━━━━━ PROVIDED ENTRIES ━━━━━

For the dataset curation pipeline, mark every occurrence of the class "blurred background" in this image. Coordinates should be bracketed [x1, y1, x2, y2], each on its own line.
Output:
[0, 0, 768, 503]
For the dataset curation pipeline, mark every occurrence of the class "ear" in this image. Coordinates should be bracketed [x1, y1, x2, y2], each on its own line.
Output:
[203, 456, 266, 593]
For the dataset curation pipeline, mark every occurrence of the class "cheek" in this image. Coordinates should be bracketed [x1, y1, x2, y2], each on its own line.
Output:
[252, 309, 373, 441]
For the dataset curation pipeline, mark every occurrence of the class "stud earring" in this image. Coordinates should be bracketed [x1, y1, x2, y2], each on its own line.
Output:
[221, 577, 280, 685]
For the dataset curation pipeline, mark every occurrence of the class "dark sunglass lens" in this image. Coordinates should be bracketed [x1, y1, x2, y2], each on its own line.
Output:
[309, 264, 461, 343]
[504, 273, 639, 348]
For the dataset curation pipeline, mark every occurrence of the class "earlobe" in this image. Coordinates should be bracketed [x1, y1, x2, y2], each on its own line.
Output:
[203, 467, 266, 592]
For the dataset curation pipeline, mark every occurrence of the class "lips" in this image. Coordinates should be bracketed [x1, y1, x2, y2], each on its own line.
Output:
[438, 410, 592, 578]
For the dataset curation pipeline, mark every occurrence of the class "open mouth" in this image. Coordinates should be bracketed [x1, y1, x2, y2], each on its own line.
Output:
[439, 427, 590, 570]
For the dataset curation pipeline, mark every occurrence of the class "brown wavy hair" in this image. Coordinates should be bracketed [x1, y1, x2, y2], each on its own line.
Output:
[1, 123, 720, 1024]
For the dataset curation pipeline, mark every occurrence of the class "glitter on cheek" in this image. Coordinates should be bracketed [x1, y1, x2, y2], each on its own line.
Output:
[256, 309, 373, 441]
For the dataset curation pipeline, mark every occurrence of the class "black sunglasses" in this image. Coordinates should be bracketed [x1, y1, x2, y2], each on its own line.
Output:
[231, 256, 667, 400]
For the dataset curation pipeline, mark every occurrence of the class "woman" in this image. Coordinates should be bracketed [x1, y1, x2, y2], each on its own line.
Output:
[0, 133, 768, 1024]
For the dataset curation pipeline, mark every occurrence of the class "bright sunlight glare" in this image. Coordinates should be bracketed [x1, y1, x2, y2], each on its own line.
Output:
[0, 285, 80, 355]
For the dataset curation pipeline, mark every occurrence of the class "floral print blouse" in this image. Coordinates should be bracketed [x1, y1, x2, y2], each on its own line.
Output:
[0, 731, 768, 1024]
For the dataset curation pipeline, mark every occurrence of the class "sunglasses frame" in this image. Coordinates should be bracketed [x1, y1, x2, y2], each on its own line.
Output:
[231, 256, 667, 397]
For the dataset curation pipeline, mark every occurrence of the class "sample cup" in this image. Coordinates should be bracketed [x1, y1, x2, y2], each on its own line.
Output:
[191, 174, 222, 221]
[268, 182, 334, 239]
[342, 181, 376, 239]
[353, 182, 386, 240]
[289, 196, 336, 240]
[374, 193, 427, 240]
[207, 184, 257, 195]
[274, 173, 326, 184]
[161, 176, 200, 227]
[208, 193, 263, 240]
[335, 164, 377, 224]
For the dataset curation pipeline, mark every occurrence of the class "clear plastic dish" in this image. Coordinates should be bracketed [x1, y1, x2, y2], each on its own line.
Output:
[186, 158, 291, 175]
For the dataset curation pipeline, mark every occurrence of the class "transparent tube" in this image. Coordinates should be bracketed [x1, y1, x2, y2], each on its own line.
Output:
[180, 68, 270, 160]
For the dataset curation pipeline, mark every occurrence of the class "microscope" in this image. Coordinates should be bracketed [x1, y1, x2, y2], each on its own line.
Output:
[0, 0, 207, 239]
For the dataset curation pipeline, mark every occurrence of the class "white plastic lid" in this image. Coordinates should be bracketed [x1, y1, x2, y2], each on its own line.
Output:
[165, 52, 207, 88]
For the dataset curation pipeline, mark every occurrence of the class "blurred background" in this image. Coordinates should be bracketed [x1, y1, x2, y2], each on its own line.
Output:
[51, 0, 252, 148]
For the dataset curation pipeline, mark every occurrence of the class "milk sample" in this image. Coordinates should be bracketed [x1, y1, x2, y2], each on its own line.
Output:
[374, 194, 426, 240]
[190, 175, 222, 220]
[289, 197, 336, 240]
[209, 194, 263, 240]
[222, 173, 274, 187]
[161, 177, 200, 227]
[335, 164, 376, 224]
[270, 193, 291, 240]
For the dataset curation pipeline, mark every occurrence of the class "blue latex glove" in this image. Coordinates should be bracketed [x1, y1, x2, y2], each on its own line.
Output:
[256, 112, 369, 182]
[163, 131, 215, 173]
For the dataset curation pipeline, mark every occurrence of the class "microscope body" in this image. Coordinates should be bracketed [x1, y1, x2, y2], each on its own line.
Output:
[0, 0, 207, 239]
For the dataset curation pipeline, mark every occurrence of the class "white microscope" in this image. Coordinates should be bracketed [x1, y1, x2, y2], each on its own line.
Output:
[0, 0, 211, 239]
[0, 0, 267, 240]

━━━━━

**SET EXERCISE:**
Please copy every one of the lines above, keeping each character unchanged.

**THE OUTPUT:**
For the dataset curation pipeline, mark every occurrence of the class "blurred background" in this image. Coordinates should be bracketed [x1, y1, x2, y2], each on its own line.
Output:
[0, 0, 768, 503]
For the dataset curation pipeline, mark every occurrence of the class "ear" in this image. Coordinates should be bracketed [x1, y1, x2, y2], each on its own line.
Output:
[203, 456, 266, 593]
For the dataset curation pipeline, mark every occurrence of the class "cheek" in this image. Coordinates should be bracketed [x1, y1, x2, y2], each on its own line.
Output:
[252, 309, 373, 441]
For the dataset curation pipeline, mark every occurrence of the class "stud earring" in this image. Coordinates should be bracketed [x1, y1, x2, y2], each on its own line.
Output:
[221, 577, 280, 685]
For the dataset curation pipeline, mark every occurrence of the class "dark sunglass lens" in this image. Coordinates should be bracketed [x1, y1, x2, y2], each on its own line.
Output:
[309, 264, 461, 343]
[504, 273, 639, 348]
For the dataset curation pipeline, mark every occurrence of the class "earlobe" in this image. Coordinates should be bracketed [x1, y1, x2, y2], each on its own line.
Output:
[203, 467, 266, 592]
For the dataset curation pipeline, mark every occurrence of the class "lips" in this image. Coordinates should be bracketed [x1, y1, x2, y2], each on its own line.
Output:
[438, 410, 592, 578]
For the dataset curation pipeline, mark every occurrence of the class "open mouth" in this image. Coordinates should be bracketed [x1, y1, x2, y2], each on its own line.
Output:
[439, 427, 590, 570]
For the dataset curation pipeline, mark every occurrence of the class "brown wavy hair" in this image. Coordinates should be bracketed [x1, y1, x2, y2], each on its own line.
Output:
[1, 123, 720, 1024]
For the dataset curation pipeline, mark every occurrence of the class "glitter on cheek" in this image. Coordinates should be bracketed [x1, y1, x2, y2], each on its own line.
Output:
[256, 309, 373, 441]
For the dataset curation pipeline, mark every occurrence of the class "black sunglasses" in this image. Coordinates should be bracketed [x1, y1, x2, y2], each on its own line.
Output:
[231, 256, 667, 400]
For the dataset curation pipeline, mark every occurrence of the class "woman" in this image. Coordinates should be bracketed [x1, y1, x2, y2], each on its own line.
Output:
[0, 133, 768, 1024]
For the dataset curation pipeline, mark every occurrence of the class "bright sunlight glare" in this image. Coordinates should be bracketed [x1, y1, x2, y2], each on its own line.
Output:
[0, 285, 80, 355]
For the dataset curation pipeline, mark every occurrence of the class "floral print blouse" in this image. Coordinates should be bracketed [x1, y1, x2, y2], each on its own line.
Output:
[0, 731, 768, 1024]
For the dataset curation pipeline, mark every occurrence of the class "sunglasses frame" in this image. Coordinates should be bracketed [x1, y1, x2, y2], each on its own line.
Output:
[231, 256, 667, 397]
For the dataset curation pipeline, mark every occurrence of the class "sample cup" in this image. Coordinates should be bracketed [x1, y1, x2, y2], each on its own line.
Output:
[191, 174, 222, 221]
[268, 182, 334, 239]
[342, 181, 376, 239]
[353, 182, 386, 240]
[289, 196, 336, 240]
[374, 193, 427, 240]
[207, 184, 257, 195]
[274, 173, 326, 184]
[161, 176, 200, 227]
[208, 193, 263, 240]
[335, 164, 377, 224]
For the dataset curation pipeline, mark every occurrence of the class "clear plastic dish" in this image. Coordinates should be bracketed [x1, y1, x2, y2], each on its own line.
Output:
[186, 158, 291, 175]
For the dataset curation pipeline, mark every occurrence of the class "transparent tube" in this image. Coordinates should be bracketed [x1, y1, x2, y2], each on its own line.
Output:
[180, 68, 270, 160]
For the dataset curation pipeline, mark every occurrence of the class "microscope" in this image. Coordinates should be bracketed [x1, y1, x2, y2], each on its own line.
Output:
[0, 0, 207, 239]
For the dataset curation pipeline, mark every occurrence of the class "white plastic lid" in this image. Coordinates should be bracketed [x1, y1, x2, y2], each on its own line.
Output:
[165, 52, 207, 88]
For the dataset curation pipeline, mark every occurrence of the class "blurred background" in this image. Coordinates should be bracketed [x1, y1, x2, y2], each on its own line.
Output:
[51, 0, 252, 148]
For the dataset curation pipeline, mark every occurrence of the class "milk sample" in this image. Coordinates should be bracketed [x1, y1, x2, y2], each on its own line.
Output:
[374, 194, 426, 240]
[190, 175, 222, 220]
[289, 197, 336, 240]
[209, 194, 263, 240]
[222, 173, 274, 187]
[161, 177, 200, 227]
[335, 164, 376, 224]
[270, 193, 291, 240]
For the dataset curation pipeline, mark every occurrence of the class "blue latex glove" in this image. Coordinates should be bracketed [x1, y1, x2, y2], each on its own line.
Output:
[256, 112, 369, 182]
[163, 131, 215, 173]
For the dataset curation pipeline, mark every occurrence of the class "microscope body" in this image. Coordinates should be bracketed [x1, y1, x2, y2], each on its own line.
Output:
[0, 0, 207, 239]
For the dataset curation pipeline, mark every occurrence of the class "white microscope" in this image. Coordinates should be bracketed [x1, y1, x2, y2], each on its own line.
Output:
[0, 0, 211, 239]
[0, 0, 267, 240]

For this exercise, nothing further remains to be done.